##### Records provided
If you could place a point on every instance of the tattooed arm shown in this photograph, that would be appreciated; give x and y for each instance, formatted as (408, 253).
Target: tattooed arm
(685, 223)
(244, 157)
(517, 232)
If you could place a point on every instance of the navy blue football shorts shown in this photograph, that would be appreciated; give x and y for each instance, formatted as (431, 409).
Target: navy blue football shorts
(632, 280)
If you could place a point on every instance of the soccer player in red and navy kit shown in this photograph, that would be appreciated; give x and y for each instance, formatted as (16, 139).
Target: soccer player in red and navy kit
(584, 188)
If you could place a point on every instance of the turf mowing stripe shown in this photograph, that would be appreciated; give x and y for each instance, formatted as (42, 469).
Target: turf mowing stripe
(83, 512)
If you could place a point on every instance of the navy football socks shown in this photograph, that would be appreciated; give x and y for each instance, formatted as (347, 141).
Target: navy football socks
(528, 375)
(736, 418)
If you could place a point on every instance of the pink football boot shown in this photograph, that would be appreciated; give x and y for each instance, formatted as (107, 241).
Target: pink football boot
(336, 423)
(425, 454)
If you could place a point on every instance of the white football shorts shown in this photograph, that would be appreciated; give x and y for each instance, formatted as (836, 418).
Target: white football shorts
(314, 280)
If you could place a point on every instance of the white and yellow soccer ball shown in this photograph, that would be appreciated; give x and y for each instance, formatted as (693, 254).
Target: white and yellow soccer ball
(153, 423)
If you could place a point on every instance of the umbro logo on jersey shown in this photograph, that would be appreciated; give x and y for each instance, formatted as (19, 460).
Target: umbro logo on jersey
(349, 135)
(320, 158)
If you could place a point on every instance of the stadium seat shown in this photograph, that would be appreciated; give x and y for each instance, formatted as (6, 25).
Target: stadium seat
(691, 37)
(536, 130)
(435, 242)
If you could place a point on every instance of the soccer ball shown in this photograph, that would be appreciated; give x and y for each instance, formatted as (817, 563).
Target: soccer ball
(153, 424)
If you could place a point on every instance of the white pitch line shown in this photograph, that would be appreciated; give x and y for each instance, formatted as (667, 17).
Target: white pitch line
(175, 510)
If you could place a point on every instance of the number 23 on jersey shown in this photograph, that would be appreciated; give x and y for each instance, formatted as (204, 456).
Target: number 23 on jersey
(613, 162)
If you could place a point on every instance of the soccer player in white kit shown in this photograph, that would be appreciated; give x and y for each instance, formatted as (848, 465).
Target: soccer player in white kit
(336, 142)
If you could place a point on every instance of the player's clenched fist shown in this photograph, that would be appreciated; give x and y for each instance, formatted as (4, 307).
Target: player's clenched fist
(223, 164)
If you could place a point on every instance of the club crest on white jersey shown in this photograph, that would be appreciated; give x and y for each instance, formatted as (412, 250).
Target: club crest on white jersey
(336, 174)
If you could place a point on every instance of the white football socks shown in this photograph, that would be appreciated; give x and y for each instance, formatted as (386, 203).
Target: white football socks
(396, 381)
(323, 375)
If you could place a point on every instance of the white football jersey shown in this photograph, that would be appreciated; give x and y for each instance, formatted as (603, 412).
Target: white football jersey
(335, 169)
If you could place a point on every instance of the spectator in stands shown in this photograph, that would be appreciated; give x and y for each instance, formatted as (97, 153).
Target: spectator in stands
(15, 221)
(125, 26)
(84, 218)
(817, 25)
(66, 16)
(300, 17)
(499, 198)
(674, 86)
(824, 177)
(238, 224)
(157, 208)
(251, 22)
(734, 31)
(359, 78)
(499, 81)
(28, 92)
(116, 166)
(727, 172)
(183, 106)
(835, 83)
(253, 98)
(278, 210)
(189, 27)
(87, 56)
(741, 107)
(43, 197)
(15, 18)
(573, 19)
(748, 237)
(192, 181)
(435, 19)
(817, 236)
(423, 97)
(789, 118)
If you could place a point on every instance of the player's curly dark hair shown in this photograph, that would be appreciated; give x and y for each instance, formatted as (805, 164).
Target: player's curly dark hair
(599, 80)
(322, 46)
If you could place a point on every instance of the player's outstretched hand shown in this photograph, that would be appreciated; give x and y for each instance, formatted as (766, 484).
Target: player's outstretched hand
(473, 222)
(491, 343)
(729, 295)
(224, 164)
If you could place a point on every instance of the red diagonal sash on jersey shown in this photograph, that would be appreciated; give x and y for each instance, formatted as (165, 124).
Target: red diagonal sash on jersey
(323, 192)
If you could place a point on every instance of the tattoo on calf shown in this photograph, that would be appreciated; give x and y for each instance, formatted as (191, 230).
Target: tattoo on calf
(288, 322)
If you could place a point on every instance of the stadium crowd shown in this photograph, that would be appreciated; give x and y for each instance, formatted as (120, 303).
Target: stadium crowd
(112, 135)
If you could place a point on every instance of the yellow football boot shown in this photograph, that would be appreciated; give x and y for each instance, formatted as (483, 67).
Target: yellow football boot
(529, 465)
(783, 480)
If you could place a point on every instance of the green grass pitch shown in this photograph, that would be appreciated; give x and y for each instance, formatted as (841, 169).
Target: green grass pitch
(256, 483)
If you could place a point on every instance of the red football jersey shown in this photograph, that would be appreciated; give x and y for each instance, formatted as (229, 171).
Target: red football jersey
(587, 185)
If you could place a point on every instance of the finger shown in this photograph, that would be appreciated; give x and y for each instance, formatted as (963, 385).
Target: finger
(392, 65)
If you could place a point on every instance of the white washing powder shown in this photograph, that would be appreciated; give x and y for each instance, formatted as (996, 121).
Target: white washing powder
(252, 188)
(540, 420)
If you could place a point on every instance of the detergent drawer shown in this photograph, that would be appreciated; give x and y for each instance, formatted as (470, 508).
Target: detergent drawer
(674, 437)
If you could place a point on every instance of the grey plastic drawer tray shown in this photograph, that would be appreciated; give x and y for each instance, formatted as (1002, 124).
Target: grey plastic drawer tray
##########
Aim of the task
Throughout the records above, find the lines in which the word "grey" appears and return them.

Expected output
If you could place a point on every instance of the grey plastic drawer tray shown in this photograph, that would be appreciated; give x and y for each instance, formatted as (1002, 124).
Target: grey plastic drawer tray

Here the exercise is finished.